**Records provided**.
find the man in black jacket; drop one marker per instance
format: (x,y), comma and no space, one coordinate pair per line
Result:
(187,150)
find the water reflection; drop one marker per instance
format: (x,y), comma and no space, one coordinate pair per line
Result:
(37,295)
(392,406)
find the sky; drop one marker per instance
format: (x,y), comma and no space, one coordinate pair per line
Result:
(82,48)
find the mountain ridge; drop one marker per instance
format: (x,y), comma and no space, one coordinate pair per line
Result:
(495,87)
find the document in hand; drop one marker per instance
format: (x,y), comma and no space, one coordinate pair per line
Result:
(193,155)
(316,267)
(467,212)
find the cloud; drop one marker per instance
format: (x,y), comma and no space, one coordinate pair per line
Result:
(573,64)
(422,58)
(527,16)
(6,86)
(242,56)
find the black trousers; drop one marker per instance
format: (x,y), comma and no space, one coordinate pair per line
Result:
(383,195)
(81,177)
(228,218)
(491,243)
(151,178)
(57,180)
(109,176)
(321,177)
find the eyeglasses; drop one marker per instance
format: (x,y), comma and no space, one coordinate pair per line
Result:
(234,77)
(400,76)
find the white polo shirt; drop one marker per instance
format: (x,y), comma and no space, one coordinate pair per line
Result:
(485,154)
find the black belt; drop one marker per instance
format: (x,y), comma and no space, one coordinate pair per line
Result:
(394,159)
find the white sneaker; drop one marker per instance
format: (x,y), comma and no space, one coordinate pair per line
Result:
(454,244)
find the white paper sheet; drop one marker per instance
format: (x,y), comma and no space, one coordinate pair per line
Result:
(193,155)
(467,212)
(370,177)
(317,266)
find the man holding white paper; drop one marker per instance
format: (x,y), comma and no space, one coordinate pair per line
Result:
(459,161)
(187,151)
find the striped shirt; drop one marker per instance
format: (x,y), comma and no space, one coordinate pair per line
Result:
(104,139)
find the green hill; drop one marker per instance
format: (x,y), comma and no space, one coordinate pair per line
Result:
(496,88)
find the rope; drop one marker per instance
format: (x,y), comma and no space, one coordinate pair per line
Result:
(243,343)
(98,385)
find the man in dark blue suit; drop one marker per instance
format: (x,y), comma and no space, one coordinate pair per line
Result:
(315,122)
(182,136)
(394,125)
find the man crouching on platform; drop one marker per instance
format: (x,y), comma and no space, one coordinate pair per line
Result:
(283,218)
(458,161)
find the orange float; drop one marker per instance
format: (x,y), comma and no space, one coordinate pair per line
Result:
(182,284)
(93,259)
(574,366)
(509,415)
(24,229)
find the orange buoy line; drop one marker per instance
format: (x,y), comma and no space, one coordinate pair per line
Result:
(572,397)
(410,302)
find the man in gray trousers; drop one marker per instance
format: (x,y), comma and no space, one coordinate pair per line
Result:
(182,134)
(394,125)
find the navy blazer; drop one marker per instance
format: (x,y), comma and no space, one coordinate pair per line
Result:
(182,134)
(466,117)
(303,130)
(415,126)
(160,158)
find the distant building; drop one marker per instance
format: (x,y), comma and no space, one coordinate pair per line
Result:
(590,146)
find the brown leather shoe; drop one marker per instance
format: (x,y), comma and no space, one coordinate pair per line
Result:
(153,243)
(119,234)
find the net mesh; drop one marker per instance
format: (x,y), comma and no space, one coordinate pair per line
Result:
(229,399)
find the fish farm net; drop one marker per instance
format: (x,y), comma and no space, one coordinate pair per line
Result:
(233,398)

**What is asked**. Can you write out the whole listing above again, changing every "marker" to "pin" and leaving everything else the same?

**Full solution**.
find the man in black jacket; drop one pin per instance
format: (x,y), comma and no space, one coordinate pair per line
Result:
(187,150)
find the water reflection; drop one pin per instance
format: (x,y), comma and no space, one coordinate pair per line
Result:
(37,295)
(392,406)
find the sky; drop one pin per instance
format: (x,y), comma and no space, one coordinate pair per line
Result:
(82,48)
find the mountain ridge; drop one pin per instance
format: (x,y), comma and no space, one coordinate pair per line
Result:
(495,87)
find the document in hand; drop one pin per instance
format: (x,y), comma and no space, one coordinate pair per line
Result:
(193,155)
(316,267)
(467,212)
find the cloud; drop one pin per instance
format: (x,y), comma and no space, one coordinate pair per line
Result:
(573,64)
(422,58)
(527,16)
(6,86)
(242,56)
find the black trousers; drop one pin per instance
format: (x,y), comma and no space, one coordinate pair per line
Result:
(383,195)
(81,177)
(228,218)
(491,243)
(151,178)
(57,180)
(109,176)
(321,177)
find the eyeglasses; drop one pin per instance
format: (x,y), comma and no space, one coordinate pair per line
Result:
(234,77)
(400,76)
find the white polo shirt; drop one pin per instance
format: (x,y), comma and no space, one coordinate pair per line
Result:
(485,154)
find the black belt; drop one pin per instance
format: (x,y), comma and no space, one coordinate pair per line
Result:
(394,159)
find the white sneaker; drop one pin per instance
format: (x,y), comma and no space, one coordinate pair per line
Result:
(454,244)
find the white paper sheet; drop one pin per instance
format: (x,y), comma and no space, one coordinate pair per line
Result:
(193,155)
(467,212)
(370,177)
(317,266)
find the man holding white paper; drop one pin per instance
format: (x,y), comma and no space, one coordinate pair per line
Result:
(459,161)
(187,151)
find the striped shirt; drop one pin per instance
format: (x,y), comma and no space, one coordinate pair per line
Result:
(104,139)
find the green hill; drop one pin per instance
format: (x,y), comma and no space, one coordinate pair per line
Result:
(496,88)
find the rope; drop one pin per instance
format: (x,y), comma and no space, one coordinate pair per line
Result:
(243,343)
(98,385)
find the man in dark blue suit; drop one pin per instance
format: (x,y), comma and no space, one coordinate pair per line
Result:
(315,122)
(182,136)
(394,125)
find the man crouching on platform; drop one pin per instance
format: (x,y), comma and no space, one coordinate pair per line
Result:
(283,218)
(458,161)
find the orange float; drop one pin per instance
format: (x,y), comma and no space, one coordinate pair per line
Result:
(182,284)
(93,259)
(574,366)
(509,415)
(24,229)
find the orange buoy line; drop one pin per instance
format: (x,y), comma and no space, one coordinate pair per line
Result:
(572,397)
(410,302)
find the man in gray trousers; drop one pin per instance
format: (x,y), comma and no space, one coordinate pair per line
Result:
(182,134)
(394,125)
find the navy blazer; drop one pin per instance
format: (x,y), comma and no space, one coordinate pair per line
Result:
(182,134)
(466,117)
(303,130)
(415,126)
(160,158)
find the distant building; drop one pin per instance
format: (x,y), comma and no space, one coordinate pair per line
Result:
(590,146)
find the brown leather shoe; drop one pin per instance
format: (x,y), comma and no space, one coordinate pair per line
Result:
(153,243)
(119,234)
find the net mesh; drop one pin per instance
format: (x,y), comma and no space, one coordinate pair per line
Result:
(229,399)
find the fish farm net; drop one pin per instance
format: (x,y), comma and no space, one coordinate pair per line
Result:
(233,398)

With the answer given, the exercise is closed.